A group of teens in a Maritime community are working together to ensure students in their region finish the school day with a full stomach.

Students from Fredericton’s Leo Hayes High School travel to the Fredericton Community Kitchen once a week to help make lunches for their peers who would otherwise go without.

“It breaks my heart to see that there are so many kids so less fortunate than I am,” says student Islay Purcell.

The Fredericton Community Kitchen prepares 185 lunches every day, which are distributed to children at six city schools.

The Leo Hayes students help out by making sandwiches and packing the lunches.

Purcell says she’s always known some classmates were going hungry, but never realized the situation was so widespread.

“I know what it's like to be hungry, there's been days when I've forgotten lunch, so I do come home starving, but to have that feeling for more than a couple of hours like, I can't imagine,” says Purcell.

Like most teachers, Kim Lightfoot has kept food in a desk drawer to give to students she knew were hungry.

“The custodians here at the school had noticed students digging through the garbage after the other students had gone to class,” says Lightfoot.

One student soon became two, then ten, then more, which prompted Lightfoot to help found Feed The Lions, a group of teachers and students who work together to fight hunger.

“What I do as an educator is a moot point if these students in front of me do not have the food to fuel their minds and bodies to participate and reach their full potential in school,” says Lightfoot.

The lunches provided by the group include a sandwich, a drink, and a cookie or granola bar, nothing fancy, but enough to fill someone’s stomach, if only for a few hours.

“I always knew there was a little bit of an issue with, like, food security I guess you could call it, but I never realized how big it was until the first day that I passed out lunches. I was just amazed at how many students came to get lunches,” says student Marlyne Vanderlee.

Kevin Doria was born and raised in Europe, where, he says, poverty and those in need are much more recognizable.

“I didn't realize, with my first years here, how many students we have in our school that were in need of a lunch,” says Doria.

The grade 11 student says, inside the school walls, those without hide it well.

From time to time Doria says he notices someone eating a lunch he helped pack, a fact he and the others keep to themselves.

• **Apply what you read**:
1. In the article about the Fredericton school lunch program, how many lunches does the Fredericton Community Kitchen prepare every day?
2. Repeat word for word the part of the school lunch article between "Students from Fredericton’s" and "otherwise go without.", inclusive.

• **Data supplied**:

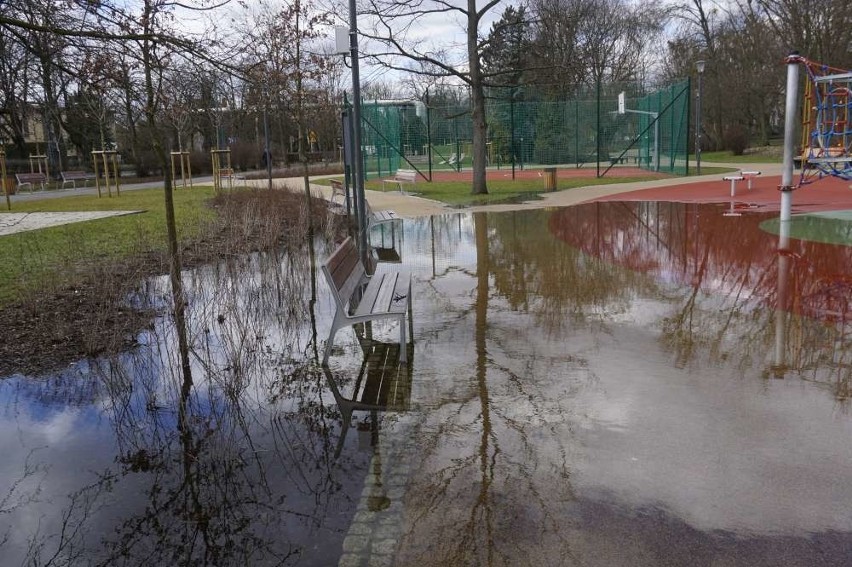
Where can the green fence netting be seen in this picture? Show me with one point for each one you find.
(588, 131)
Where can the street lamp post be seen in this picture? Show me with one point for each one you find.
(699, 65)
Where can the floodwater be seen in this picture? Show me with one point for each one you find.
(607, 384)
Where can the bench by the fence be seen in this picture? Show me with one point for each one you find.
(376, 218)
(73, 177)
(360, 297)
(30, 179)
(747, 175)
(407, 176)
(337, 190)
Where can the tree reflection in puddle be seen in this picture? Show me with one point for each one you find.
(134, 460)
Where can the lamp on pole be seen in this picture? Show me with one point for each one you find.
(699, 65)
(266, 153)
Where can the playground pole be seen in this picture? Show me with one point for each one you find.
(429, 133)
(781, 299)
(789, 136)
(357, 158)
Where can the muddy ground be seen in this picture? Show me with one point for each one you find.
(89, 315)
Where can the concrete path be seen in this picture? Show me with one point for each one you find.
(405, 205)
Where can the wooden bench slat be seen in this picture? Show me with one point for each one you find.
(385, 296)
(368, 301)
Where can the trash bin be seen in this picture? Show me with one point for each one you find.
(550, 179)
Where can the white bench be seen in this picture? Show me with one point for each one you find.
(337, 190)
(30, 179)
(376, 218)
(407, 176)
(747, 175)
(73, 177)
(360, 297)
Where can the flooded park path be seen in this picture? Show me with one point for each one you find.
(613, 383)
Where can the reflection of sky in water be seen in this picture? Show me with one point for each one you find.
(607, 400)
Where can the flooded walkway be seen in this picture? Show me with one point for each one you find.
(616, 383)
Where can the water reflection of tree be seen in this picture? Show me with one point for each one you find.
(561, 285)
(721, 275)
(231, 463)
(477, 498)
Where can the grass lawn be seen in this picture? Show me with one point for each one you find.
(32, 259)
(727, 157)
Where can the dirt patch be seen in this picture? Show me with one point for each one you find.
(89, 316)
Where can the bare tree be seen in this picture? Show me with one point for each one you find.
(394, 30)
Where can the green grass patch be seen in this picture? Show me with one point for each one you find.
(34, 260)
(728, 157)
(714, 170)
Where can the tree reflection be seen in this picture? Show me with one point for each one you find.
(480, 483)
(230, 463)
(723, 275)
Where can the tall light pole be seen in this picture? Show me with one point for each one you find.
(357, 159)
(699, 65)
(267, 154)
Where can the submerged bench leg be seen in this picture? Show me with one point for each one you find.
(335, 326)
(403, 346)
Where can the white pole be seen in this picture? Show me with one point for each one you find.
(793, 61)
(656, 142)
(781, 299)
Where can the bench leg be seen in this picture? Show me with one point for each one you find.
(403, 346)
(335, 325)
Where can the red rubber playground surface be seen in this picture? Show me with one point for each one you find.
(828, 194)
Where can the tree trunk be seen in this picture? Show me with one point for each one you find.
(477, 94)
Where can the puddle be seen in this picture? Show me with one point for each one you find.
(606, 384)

• **Task-by-task outputs**:
1. 185 lunches.

2.
Students from Fredericton’s Leo Hayes High School travel to the Fredericton Community Kitchen once a week to help make lunches for their peers who would otherwise go without.